→ What to produce: Rewrite each of the rows below, substituting "center point" for every occurrence of "innermost point" and keeping everything else the same. Omit the pictures from your answer.

→ Data entries:
»»

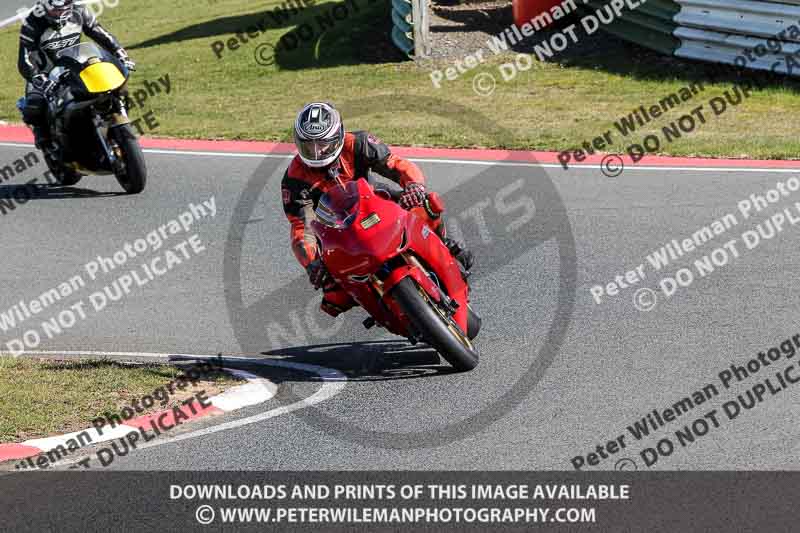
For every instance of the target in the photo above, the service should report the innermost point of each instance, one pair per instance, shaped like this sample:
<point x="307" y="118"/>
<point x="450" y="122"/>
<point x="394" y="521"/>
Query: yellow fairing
<point x="102" y="77"/>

««

→ Result for this exercise:
For every instance of the target in the photo above, the service should report the center point of each instance, one pair per instance, shaped like this sample:
<point x="307" y="118"/>
<point x="450" y="122"/>
<point x="394" y="521"/>
Query: yellow fairing
<point x="102" y="77"/>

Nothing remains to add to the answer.